WHAT IS ASKED: Please return the rows below word for word, every one of them, with the pictures left out.

PROVIDED DATA:
####

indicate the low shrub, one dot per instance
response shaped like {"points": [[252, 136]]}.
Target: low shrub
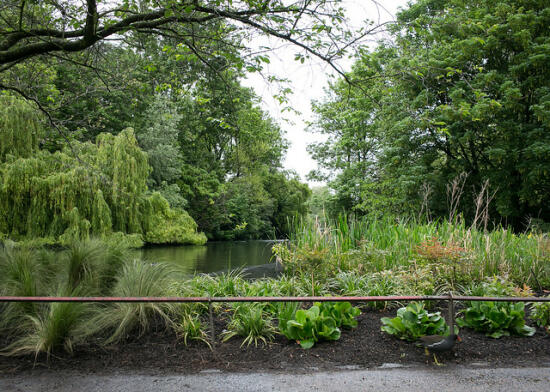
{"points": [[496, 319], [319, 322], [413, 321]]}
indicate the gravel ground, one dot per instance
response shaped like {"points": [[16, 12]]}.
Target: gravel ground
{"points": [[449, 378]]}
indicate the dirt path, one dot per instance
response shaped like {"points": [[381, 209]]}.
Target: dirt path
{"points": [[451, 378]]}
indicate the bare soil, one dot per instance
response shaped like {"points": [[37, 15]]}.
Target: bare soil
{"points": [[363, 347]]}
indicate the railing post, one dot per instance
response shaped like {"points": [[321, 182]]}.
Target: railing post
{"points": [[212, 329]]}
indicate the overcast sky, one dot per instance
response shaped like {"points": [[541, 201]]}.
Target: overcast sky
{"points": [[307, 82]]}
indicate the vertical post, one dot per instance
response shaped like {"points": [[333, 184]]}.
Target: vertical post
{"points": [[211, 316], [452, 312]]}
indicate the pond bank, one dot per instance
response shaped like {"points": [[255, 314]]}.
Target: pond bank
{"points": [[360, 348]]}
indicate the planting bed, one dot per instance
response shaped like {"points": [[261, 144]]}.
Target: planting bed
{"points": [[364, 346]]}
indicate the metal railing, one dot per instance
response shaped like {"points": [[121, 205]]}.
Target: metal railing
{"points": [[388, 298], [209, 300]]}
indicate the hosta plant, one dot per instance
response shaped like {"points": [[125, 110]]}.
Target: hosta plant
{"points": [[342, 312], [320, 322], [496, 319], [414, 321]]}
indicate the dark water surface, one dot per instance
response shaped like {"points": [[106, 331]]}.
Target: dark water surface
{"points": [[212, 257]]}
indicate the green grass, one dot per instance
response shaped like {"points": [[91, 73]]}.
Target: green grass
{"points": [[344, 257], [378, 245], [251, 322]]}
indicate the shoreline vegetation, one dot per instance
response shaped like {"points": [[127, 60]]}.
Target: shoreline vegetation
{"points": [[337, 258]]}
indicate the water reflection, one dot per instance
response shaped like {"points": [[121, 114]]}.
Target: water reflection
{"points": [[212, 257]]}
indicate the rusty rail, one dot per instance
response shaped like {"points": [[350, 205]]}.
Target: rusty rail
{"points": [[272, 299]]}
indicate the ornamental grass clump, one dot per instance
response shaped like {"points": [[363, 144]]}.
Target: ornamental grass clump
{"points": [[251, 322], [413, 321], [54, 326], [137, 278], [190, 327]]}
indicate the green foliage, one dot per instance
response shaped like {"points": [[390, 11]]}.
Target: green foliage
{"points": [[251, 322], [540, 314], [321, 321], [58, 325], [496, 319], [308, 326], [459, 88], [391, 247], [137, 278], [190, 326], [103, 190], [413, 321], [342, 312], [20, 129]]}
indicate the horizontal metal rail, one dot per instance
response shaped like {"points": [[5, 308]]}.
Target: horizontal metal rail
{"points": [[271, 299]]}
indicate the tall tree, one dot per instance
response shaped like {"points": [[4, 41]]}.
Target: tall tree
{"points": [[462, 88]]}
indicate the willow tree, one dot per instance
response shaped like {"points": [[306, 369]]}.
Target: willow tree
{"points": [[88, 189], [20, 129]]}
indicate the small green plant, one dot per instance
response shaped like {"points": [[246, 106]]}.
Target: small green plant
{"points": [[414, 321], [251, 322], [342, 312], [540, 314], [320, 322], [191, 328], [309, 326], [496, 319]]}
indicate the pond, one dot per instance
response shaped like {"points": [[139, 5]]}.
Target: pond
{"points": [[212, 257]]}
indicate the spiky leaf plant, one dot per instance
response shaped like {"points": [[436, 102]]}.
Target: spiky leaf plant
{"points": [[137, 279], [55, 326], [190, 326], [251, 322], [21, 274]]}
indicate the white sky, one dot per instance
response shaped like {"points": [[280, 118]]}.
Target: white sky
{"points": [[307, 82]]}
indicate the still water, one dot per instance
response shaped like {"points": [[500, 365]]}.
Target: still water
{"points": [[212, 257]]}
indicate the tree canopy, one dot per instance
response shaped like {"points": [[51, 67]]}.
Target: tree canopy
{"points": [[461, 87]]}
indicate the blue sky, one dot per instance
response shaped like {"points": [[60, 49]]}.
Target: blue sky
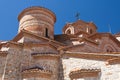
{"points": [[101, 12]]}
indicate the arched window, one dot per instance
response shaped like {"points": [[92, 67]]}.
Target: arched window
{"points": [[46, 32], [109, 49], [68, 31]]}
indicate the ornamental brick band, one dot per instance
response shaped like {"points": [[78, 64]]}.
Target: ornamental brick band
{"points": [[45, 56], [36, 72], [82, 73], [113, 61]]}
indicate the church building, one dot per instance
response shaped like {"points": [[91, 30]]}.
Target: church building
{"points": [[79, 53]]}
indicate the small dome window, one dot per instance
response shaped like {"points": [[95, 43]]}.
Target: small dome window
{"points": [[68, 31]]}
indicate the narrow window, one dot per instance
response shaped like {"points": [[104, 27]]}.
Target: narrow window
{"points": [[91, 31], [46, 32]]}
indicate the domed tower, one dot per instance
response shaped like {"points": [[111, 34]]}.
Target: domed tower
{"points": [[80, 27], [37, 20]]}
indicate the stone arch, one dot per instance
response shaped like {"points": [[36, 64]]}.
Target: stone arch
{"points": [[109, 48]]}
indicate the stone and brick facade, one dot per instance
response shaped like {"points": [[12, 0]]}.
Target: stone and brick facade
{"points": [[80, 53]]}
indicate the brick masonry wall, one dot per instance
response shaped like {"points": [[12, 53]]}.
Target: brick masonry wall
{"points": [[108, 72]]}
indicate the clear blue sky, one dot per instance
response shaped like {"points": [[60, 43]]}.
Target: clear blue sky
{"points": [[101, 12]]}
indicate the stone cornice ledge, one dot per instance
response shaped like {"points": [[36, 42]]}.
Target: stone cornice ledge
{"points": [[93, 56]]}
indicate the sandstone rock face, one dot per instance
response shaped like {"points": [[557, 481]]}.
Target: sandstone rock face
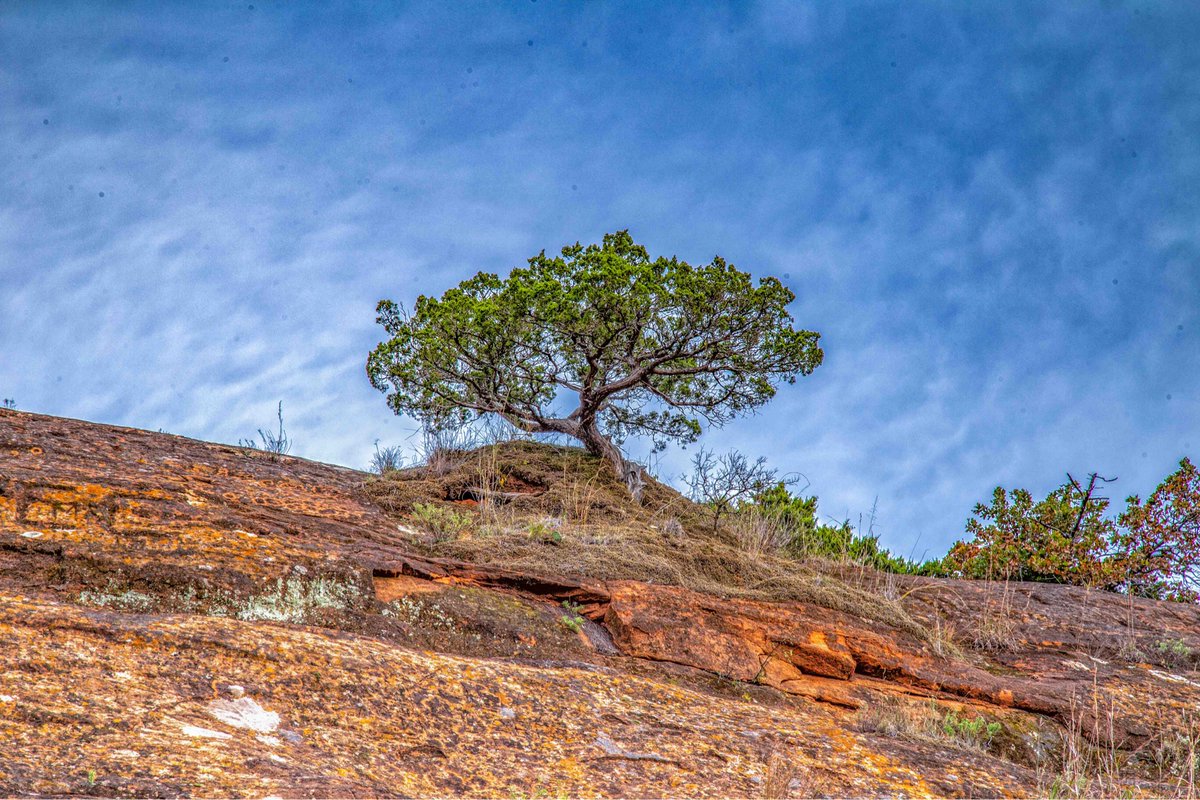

####

THE RESULT:
indicate the low shrub, one dot per instance
response shaped like {"points": [[252, 136]]}.
Target: low shrub
{"points": [[496, 319], [319, 322], [413, 321]]}
indicate the gravel ground, one dot per instance
response shaped like {"points": [[16, 12]]}.
Target: gravel ground
{"points": [[449, 378]]}
indicate the dirt path, one dot per instance
response shaped like {"points": [[381, 209]]}.
Target: dirt path
{"points": [[451, 378]]}
indicate the bare soil, one dot per instance
response shaped like {"points": [[37, 15]]}.
Target: bare soil
{"points": [[363, 347]]}
indicate the railing post, one dot per instance
response shaped like {"points": [[321, 182]]}.
Target: railing post
{"points": [[212, 329]]}
indicate the overcast sky, one dot per instance
response shaped like {"points": [[541, 201]]}.
Target: overcast sky
{"points": [[307, 82]]}
indicate the vertical post, one dot per instance
response shaped like {"points": [[333, 184]]}.
Target: vertical post
{"points": [[211, 316], [452, 312]]}
indicate the pond bank, one dot per instance
response shaped like {"points": [[255, 314]]}.
Target: pond bank
{"points": [[360, 348]]}
indicate the planting bed, one dot per instance
response shaped like {"points": [[261, 144]]}.
Target: planting bed
{"points": [[364, 346]]}
indicate the metal railing, one dot per instance
response shaped like {"points": [[121, 205]]}.
Target: metal railing
{"points": [[388, 298], [209, 300]]}
indicate the hosta plant, one dot per instance
response shaped like {"points": [[125, 110]]}.
Target: hosta plant
{"points": [[342, 312], [320, 322], [496, 319], [414, 321]]}
indicate the dark water surface, one dot per instance
response shaped like {"points": [[106, 331]]}.
Target: dark water surface
{"points": [[212, 257]]}
indicate the green grass, one dot per instance
response shaped like {"points": [[91, 73]]}.
Target: green grass
{"points": [[344, 257], [378, 245], [251, 322]]}
indicate the shoreline vegetation, one dot per instance
response shaped like {"points": [[127, 60]]}.
Target: shoreline vegetation
{"points": [[337, 258]]}
indicate the water reflection, one dot per instance
response shaped like {"points": [[121, 114]]}.
Target: water reflection
{"points": [[212, 257]]}
indicate the rusty rail, one dot per instance
response shaped like {"points": [[350, 205]]}.
Target: rusty rail
{"points": [[272, 299]]}
indicate the ornamental grass clump, one dot per instance
response shaped like {"points": [[363, 144]]}.
Target: ornamental grass clump
{"points": [[251, 322], [413, 321], [54, 326], [137, 278], [190, 327]]}
indicate the green foliage, one dot per instance
response shaped like {"points": [[390, 11]]}.
Target: green foliage
{"points": [[251, 322], [540, 314], [321, 321], [58, 325], [496, 319], [308, 326], [459, 88], [391, 247], [137, 278], [190, 326], [103, 190], [413, 321], [342, 312], [20, 129]]}
indicate the horizontal metal rail, one dot per instance
response shaped like {"points": [[5, 308]]}.
Target: horizontal metal rail
{"points": [[271, 299]]}
indicate the tall tree, one dot per instance
response shaped like {"points": [[4, 41]]}.
Target: tall tree
{"points": [[462, 88]]}
indicate the willow tree, one dot per instance
response shaped like {"points": [[306, 369]]}.
Target: willow tree
{"points": [[88, 189], [20, 129]]}
indicate the small green plant, one dot per instance
response shaped like {"points": [[246, 106]]}.
Target: small green plant
{"points": [[414, 321], [251, 322], [342, 312], [540, 314], [320, 322], [191, 328], [309, 326], [496, 319]]}
indicate the pond, one dot per instance
response shaped like {"points": [[139, 5]]}.
Target: pond
{"points": [[212, 257]]}
indicate the spiky leaf plant, one dot per instance
response shaped like {"points": [[436, 102]]}.
Target: spiky leaf plant
{"points": [[137, 279], [55, 326], [190, 326], [251, 322], [21, 274]]}
indicate the white sky, one dot per instance
response shaped like {"points": [[280, 118]]}.
Target: white sky
{"points": [[307, 82]]}
indicate the still water, one dot per instance
response shaped like {"points": [[500, 365]]}.
Target: still water
{"points": [[212, 257]]}
indicate the tree canopy, one dot per instance
response shaped like {"points": [[51, 67]]}.
Target: tree canopy
{"points": [[461, 87]]}
indicate the blue sky, one dot per instance
response shaped like {"points": [[60, 49]]}.
Target: blue sky
{"points": [[101, 12]]}
indicate the arched window, one dot per instance
response shaped like {"points": [[92, 67]]}.
Target: arched window
{"points": [[46, 32], [109, 49], [68, 31]]}
indicate the ornamental brick band, one dot per instance
response shaped like {"points": [[78, 64]]}.
Target: ornamental brick band
{"points": [[45, 56], [36, 72], [82, 73], [113, 61]]}
indicate the church building, one dot per instance
response shaped like {"points": [[91, 30]]}.
Target: church building
{"points": [[79, 53]]}
indicate the small dome window, one dot per instance
response shaped like {"points": [[95, 43]]}.
Target: small dome window
{"points": [[68, 31]]}
indicate the narrow window, one dot per instance
response shaped like {"points": [[104, 27]]}.
Target: narrow window
{"points": [[91, 31], [46, 32]]}
indicate the domed tower, one dot per instance
response shaped like {"points": [[111, 34]]}.
Target: domed tower
{"points": [[80, 27], [37, 20]]}
indicate the stone arch, one dot per instance
response shaped like {"points": [[36, 64]]}.
Target: stone arch
{"points": [[109, 48]]}
indicate the stone and brick facade, one dot per instance
response shaped like {"points": [[12, 0]]}.
Target: stone and brick facade
{"points": [[80, 53]]}
indicate the brick masonry wall, one dot per instance
response shaped like {"points": [[12, 53]]}.
Target: brick masonry wall
{"points": [[108, 72]]}
indicate the clear blue sky, one dot per instance
response shaped like {"points": [[60, 43]]}.
Target: clear blue sky
{"points": [[101, 12]]}
indicate the stone cornice ledge, one dot per instance
response shaped like {"points": [[36, 42]]}.
Target: stone cornice ledge
{"points": [[93, 56]]}
indicate the sandstone rock face, one dot per instance
response shaped like {"points": [[557, 481]]}.
Target: sandstone rock face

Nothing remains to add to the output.